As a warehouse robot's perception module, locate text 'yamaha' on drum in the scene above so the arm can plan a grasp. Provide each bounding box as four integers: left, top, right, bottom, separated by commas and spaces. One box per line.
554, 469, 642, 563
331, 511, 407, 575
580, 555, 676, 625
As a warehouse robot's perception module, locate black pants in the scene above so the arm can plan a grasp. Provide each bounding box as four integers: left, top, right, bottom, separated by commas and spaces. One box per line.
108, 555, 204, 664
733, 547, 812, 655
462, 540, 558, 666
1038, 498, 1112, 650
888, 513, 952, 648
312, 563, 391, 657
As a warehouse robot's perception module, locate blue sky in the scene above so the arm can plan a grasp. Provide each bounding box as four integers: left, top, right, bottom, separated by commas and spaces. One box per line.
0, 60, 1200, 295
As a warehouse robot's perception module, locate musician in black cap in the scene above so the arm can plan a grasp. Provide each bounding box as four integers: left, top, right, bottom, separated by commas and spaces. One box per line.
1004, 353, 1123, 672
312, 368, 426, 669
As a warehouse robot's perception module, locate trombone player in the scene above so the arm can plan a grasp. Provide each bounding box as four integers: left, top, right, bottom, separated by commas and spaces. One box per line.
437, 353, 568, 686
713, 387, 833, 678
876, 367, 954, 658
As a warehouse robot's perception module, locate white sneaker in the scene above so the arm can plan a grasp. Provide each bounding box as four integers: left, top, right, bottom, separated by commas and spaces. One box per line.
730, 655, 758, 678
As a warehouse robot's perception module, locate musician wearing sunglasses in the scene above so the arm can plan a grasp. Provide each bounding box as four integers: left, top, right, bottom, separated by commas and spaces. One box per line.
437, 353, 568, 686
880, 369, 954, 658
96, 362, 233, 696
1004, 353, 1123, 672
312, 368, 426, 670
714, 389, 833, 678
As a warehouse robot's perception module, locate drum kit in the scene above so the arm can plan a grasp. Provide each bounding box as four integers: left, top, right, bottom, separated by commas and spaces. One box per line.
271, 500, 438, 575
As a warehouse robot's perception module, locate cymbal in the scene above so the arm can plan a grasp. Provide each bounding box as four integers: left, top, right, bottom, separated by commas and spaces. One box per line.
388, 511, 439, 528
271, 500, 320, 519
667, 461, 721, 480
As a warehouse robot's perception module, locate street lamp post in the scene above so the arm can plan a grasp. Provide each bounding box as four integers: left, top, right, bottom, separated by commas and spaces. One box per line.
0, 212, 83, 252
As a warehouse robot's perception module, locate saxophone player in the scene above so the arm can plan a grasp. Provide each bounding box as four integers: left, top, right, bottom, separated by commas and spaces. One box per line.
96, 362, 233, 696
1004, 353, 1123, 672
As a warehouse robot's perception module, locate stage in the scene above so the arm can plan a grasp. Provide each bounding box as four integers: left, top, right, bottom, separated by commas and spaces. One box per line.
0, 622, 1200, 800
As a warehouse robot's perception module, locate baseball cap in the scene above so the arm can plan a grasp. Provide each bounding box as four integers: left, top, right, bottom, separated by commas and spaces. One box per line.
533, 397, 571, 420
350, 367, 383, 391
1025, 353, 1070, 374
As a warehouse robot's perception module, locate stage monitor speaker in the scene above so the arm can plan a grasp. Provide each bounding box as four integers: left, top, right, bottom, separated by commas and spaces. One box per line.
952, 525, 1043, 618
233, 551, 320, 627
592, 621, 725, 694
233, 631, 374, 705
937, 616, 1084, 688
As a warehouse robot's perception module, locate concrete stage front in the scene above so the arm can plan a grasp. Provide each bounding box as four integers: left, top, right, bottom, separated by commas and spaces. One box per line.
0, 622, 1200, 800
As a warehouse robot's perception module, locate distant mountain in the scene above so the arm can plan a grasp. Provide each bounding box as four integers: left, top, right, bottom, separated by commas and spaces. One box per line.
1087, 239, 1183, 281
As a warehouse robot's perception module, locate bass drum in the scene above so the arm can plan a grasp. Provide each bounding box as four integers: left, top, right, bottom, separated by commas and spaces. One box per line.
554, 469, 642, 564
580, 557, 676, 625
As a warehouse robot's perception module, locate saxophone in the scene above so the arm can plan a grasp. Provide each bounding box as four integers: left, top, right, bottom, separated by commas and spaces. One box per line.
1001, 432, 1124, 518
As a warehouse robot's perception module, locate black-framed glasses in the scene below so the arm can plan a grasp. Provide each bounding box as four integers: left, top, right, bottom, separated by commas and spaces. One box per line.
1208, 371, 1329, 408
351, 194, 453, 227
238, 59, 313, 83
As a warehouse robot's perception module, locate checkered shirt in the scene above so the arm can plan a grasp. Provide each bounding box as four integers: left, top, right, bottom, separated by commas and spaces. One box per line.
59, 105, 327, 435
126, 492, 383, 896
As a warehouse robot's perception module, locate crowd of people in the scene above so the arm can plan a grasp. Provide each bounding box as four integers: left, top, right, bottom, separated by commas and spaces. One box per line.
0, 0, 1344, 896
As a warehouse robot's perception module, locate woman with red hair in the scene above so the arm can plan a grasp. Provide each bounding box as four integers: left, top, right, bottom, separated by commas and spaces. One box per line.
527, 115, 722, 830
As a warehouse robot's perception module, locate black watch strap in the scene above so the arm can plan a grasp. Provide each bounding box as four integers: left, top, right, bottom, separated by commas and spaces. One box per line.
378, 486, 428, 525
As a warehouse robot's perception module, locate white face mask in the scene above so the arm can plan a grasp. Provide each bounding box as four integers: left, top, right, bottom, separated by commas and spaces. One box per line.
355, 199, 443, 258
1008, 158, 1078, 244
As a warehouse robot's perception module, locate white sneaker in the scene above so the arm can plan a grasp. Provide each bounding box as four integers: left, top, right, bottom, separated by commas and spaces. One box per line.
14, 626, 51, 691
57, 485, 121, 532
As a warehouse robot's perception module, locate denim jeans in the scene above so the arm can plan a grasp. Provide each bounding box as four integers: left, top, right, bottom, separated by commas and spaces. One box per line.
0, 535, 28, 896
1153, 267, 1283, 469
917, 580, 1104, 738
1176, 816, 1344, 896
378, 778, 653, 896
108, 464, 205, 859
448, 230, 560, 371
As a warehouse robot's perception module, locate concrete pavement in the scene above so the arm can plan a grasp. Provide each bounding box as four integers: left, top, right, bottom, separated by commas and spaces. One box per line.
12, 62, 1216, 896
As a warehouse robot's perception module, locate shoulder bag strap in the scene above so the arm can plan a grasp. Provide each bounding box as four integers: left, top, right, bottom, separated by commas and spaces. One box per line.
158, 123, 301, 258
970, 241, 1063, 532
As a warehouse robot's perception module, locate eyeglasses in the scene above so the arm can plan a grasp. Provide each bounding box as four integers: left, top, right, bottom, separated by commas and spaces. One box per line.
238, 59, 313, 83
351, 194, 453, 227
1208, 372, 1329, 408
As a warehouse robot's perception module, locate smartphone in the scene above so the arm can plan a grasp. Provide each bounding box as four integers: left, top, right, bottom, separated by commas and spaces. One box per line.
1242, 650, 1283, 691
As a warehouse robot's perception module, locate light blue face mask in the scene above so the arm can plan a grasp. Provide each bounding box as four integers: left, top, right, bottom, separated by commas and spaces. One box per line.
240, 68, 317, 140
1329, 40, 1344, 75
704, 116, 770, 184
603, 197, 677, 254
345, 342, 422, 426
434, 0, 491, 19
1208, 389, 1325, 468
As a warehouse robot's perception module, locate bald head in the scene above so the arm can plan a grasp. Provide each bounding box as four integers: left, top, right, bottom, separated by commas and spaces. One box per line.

Stated exercise
Rewrite all of the records above, putting "sorting robot's vision system" wherever "warehouse robot's perception module" appears and keeping everything else the same.

Output of the exercise
As a sorting robot's vision system, locate text 'yamaha' on drum in the scene above so the arm can plan a grasp. Provide each bounding box as four integers: left, top, right, bottom, separated by commas and spaces. One box per line.
554, 469, 642, 563
331, 511, 407, 575
580, 555, 676, 625
As a sorting robot's vision system, locate black pants in the scene above so the arm can plan a grasp. Provide each bounding box as four integers: left, top, right, bottom, separated by commas and spaces. One box per line.
108, 555, 204, 664
733, 547, 812, 655
462, 540, 558, 666
1038, 498, 1112, 650
888, 513, 952, 648
312, 563, 391, 657
As a sorting robot's vision system, locate blue sky in the scene above so the arm can plan a grasp. Provide each bounding box as four integers: left, top, right, bottom, separated by commas and spaces. One box per line.
0, 60, 1200, 295
As a sorting robot's vision system, locate musician in black cap in the scene above so the arm can plan a grasp. Provide each bounding box as four integers: left, top, right, bottom, separated by commas and spaces. One box per line.
1004, 353, 1123, 672
312, 368, 426, 669
As a sorting robot's vision system, locate trombone player in the scene above so the arm can plan a grasp. Provide each bounding box as four integers: left, top, right, bottom, separated by commas and spaces. One box per line.
437, 353, 568, 686
713, 387, 833, 678
876, 367, 954, 658
As a sorting robot's vision system, locate white sneaker in the scene above so the arm can plan a grasp. Provide each bounding box as four integers: left, top, right, bottom, separated by commas and spaces. One box per line.
730, 655, 758, 678
As a sorting robot's vision system, locate musician wearing sunglasses in the scene above so the arm can plan a grasp. Provide each bounding box as four integers: left, top, right, bottom, separated by commas and spaces. One box per line.
437, 353, 568, 686
880, 369, 954, 658
96, 362, 233, 696
1004, 353, 1123, 672
312, 368, 426, 670
714, 389, 833, 678
As a sorting robot's vision system, locate drum kit in the scene above so the arm can plan a grasp. Provide each bounding box as four integers: left, top, right, bottom, separated by commas and spaces. One box per line.
271, 500, 438, 575
As a sorting robot's vision system, locate cymbal in the scene above so the arm can plan a grasp. Provide each bounding box as four integers: left, top, right, bottom, separated by commas and spaces. One box per line.
388, 511, 439, 528
271, 500, 320, 519
667, 461, 721, 480
As a sorting robot's vision system, locate street lamp post in the scene above so the arm can plan a grasp. Provide each bounding box as four integers: left, top, right, bottom, separated by commas and spaces. One box per line.
0, 212, 83, 252
As a sorting robot's vision system, locate saxophone player in the scene above so the arm can plan a grasp. Provide each bounding box as four integers: left, top, right, bottom, separated by commas and spaces. One box per line.
96, 362, 233, 696
1004, 353, 1123, 672
As a sorting robot's vision system, locate stage in the scene above so the arm can plan a grasp. Provide each bounding box as four integers: left, top, right, bottom, separated by commas and spaces. One box per line.
0, 622, 1200, 800
As a sorting robot's vision system, locate baseball cap in the scene above so the arm can plan a grasp. Provide each bounding box as four integers: left, top, right, bottom, separated by commas and spaces. One box per line.
533, 397, 571, 420
350, 367, 383, 391
1025, 353, 1070, 374
As a sorting robot's vision system, locate stage monitor speaker in the scene above so the arm can plan a grasp. Provide each bounding box as four integers: left, top, right, bottom, separated by commas and spaces. One box per line.
952, 525, 1043, 618
233, 551, 320, 627
592, 621, 725, 694
233, 631, 374, 705
937, 616, 1084, 688
As a sorting robot's vision system, locate concrete stage front in the scene above so the arm can plan a grasp. Provide each bounding box as four integers: left, top, right, bottom, separated by commas and spaces. One box per line.
0, 622, 1200, 800
As a sorting robot's vision system, locate distant mountain in the scene above so the arm can plan a grasp. Provide each bounding box as four integers: left, top, right, bottom, separated by commas and spaces. One box per line.
1087, 239, 1183, 281
As a sorting robot's vision system, locate bass drum in the scene above so the arm can plan a grasp. Provide each bounding box as four integers: left, top, right, bottom, separated by commas and spaces. One box per line.
554, 469, 642, 564
580, 557, 676, 625
As a sorting robot's vision system, locate saxophone in the scene above so the arm can plan a grasp. Provide each bounding box as four integers: left, top, right, bottom, separated by commas and spaces. One box per line.
1001, 432, 1124, 518
As a sorting robot's vision system, locate black-framed glasses in the scene below so the arm can plan a grasp. Provide each bounding box as four integers: left, top, right, bottom, separated by commas and spaces. One box per line.
1208, 371, 1329, 408
351, 194, 453, 227
238, 59, 313, 83
As a sorting robot's vision system, locate checkered shirt in the scene above so the arm can plan a grasp. Provide each bounding box as four integers: left, top, right, bottom, separated by commas and spaces. One box per line.
59, 105, 327, 435
126, 492, 383, 896
As a sorting robot's vision system, locate crowd of people in the scene above so the arm can plan a grasp. Provide each bounding box as four integers: left, top, right, bottom, separated by commas and spaces. One box per line.
0, 0, 1344, 896
As a sorting robot's vision system, locate woman with red hair in the scene above so the arm can plan a grasp. Provide each bounding box as four integers: left, top, right, bottom, separated by commas and spaces. One box per line.
527, 115, 722, 830
As a sorting robot's vision system, locate black watch strap in the scene above so the arm can plan a grasp. Provide each bounding box as four integers: left, top, right, bottom, separated by commas and spaces. One box per line.
378, 486, 428, 525
As a sorting robot's vision system, locate white face mask in the scene above so the arm can plan a grasp. Provide each bounding box as four integers: left, top, right, bottom, separated by commas and spaces. One box per line.
355, 199, 443, 258
1008, 158, 1078, 244
As a sorting robot's vision system, locate white sneaker in the scene above so the arm can plan a grasp. Provide each bounding box as four integers: left, top, right, bottom, separated by commas and spaces. One box per line.
14, 626, 51, 691
57, 485, 121, 532
As a sorting robot's vision system, locate denim jeans in the scene above so the arm can plan a grasp. Provide each bounding box as four integers: left, top, right, bottom, separated by commas and spaces. One box per line.
0, 535, 28, 896
1153, 267, 1283, 469
917, 580, 1104, 738
1176, 816, 1344, 896
378, 778, 653, 896
108, 464, 205, 859
448, 230, 560, 371
As a sorting robot's vision system, locate concrete pavement in the scene above so the arm can plan a grasp. Provide each bounding box as four integers: left, top, right, bottom, separated by commas and spaces. One box per line.
12, 62, 1216, 896
As a sorting robot's vision system, locate shoulder bag strap in the scene above so the arm can plan a grasp. Provide each bounding box as four integers: left, top, right, bottom, separated by commas and spaces. One box per line.
158, 123, 301, 258
970, 241, 1063, 532
As a sorting robot's vision system, locate eyeglasses in the scene above so the arm can plan a grasp. Provide each bounding box as four integers: left, top, right, bottom, separated by commas and spaces. One box per line.
238, 59, 313, 83
351, 194, 453, 227
1208, 372, 1329, 408
As a sorting robot's vision system, locate smartphone in the scene above so the arm can plan a grasp. Provide each bounding box as four integers: left, top, right, bottom, separated by commas and spaces. One box per line.
1242, 650, 1283, 691
As a sorting robot's vision system, locate light blue face mask in the scene above so the arm can plan a grasp. Provide each bounding box as four integers: left, top, right, bottom, separated by commas and spaces. One box per line.
240, 68, 317, 140
1329, 40, 1344, 75
704, 116, 770, 184
603, 197, 677, 254
345, 342, 422, 426
434, 0, 491, 19
1208, 389, 1325, 468
As a sorting robot's vision system, locate bald head in the scene above so the arm can plan a grasp. Provide each bounding box as four integers: left, top, right, bottom, separated by commas and spaces. One box per line.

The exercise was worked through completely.